## EXERCISE DIRECTIONS:
Starting at the beginning of the records and ending at the line containing "point(98, 98)", swap every "stalk" for "stem" and leave everything else unchanged. Omit the pictures.

* begin RECORDS FOR THIS TASK *

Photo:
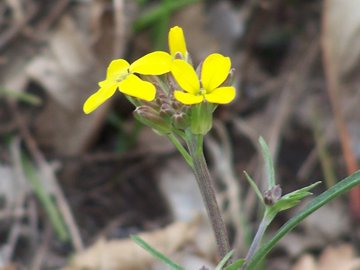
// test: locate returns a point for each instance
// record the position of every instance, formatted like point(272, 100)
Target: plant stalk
point(204, 181)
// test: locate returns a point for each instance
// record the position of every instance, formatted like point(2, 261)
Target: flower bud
point(150, 117)
point(180, 120)
point(166, 110)
point(201, 118)
point(272, 195)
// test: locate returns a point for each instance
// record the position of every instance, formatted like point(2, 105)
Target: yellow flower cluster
point(193, 89)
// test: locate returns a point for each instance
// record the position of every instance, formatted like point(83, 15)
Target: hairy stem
point(208, 194)
point(257, 239)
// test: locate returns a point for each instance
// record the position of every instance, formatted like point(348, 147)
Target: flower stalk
point(204, 181)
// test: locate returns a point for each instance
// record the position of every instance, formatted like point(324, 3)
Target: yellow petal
point(177, 41)
point(117, 69)
point(187, 98)
point(135, 87)
point(221, 95)
point(155, 63)
point(215, 70)
point(185, 76)
point(98, 98)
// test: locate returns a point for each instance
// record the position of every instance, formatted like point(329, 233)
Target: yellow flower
point(120, 75)
point(214, 72)
point(177, 42)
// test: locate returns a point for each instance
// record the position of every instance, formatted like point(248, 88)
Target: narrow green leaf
point(45, 199)
point(156, 253)
point(269, 165)
point(334, 192)
point(152, 15)
point(254, 187)
point(224, 260)
point(289, 200)
point(235, 265)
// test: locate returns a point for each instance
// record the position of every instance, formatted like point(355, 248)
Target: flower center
point(202, 91)
point(122, 75)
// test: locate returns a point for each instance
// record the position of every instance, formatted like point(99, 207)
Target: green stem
point(181, 149)
point(204, 181)
point(335, 191)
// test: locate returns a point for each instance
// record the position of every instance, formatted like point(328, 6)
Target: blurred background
point(73, 187)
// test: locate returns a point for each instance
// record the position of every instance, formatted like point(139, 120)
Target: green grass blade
point(157, 12)
point(335, 191)
point(156, 253)
point(235, 265)
point(45, 199)
point(269, 165)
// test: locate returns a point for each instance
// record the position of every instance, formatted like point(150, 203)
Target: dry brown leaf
point(68, 73)
point(332, 258)
point(126, 255)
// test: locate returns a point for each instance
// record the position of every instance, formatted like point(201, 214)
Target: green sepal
point(159, 124)
point(289, 200)
point(201, 118)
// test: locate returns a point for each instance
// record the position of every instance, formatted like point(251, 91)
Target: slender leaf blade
point(156, 253)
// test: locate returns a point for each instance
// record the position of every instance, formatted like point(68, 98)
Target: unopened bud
point(162, 98)
point(150, 117)
point(180, 120)
point(272, 195)
point(230, 78)
point(166, 110)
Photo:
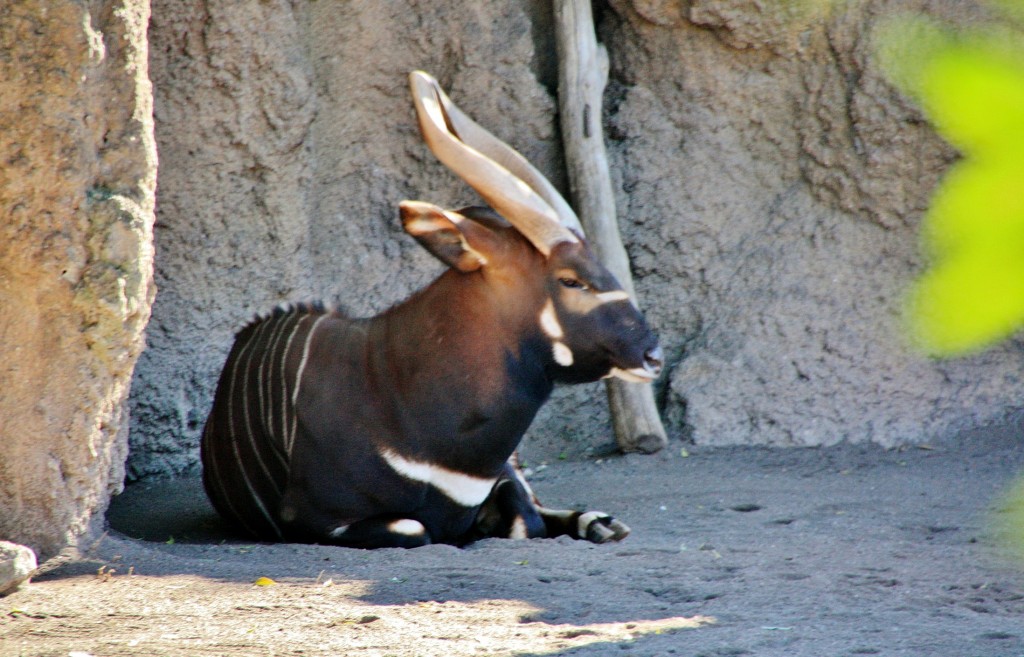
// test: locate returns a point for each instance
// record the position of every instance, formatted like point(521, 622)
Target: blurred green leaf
point(971, 86)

* end RECORDS FOR THIS TASK *

## RESPONSE TO THE EXERCISE:
Photo:
// test: locate returns a point for each instance
// record the position of every instance, formatted like point(272, 100)
Target: plant stem
point(204, 181)
// test: locate returns a point for each instance
// record the position of every instance, formatted like point(2, 261)
Target: flower bud
point(150, 117)
point(180, 120)
point(166, 110)
point(201, 118)
point(272, 195)
// test: locate returns a point for each instance
// record the position of every instance, formatted like point(2, 105)
Target: yellow flower cluster
point(193, 89)
// test: locate returns a point for each instance
// record the position of every instance, formatted like point(83, 15)
Target: hairy stem
point(208, 194)
point(257, 239)
// test: locate returns a point for each instance
// record the position of every instance, formatted like point(348, 147)
Target: flower stem
point(204, 181)
// test: locate returns a point for each instance
// record the position of every instance, formatted like point(324, 3)
Target: yellow petal
point(177, 41)
point(117, 69)
point(187, 98)
point(135, 87)
point(221, 95)
point(155, 63)
point(215, 70)
point(185, 76)
point(98, 98)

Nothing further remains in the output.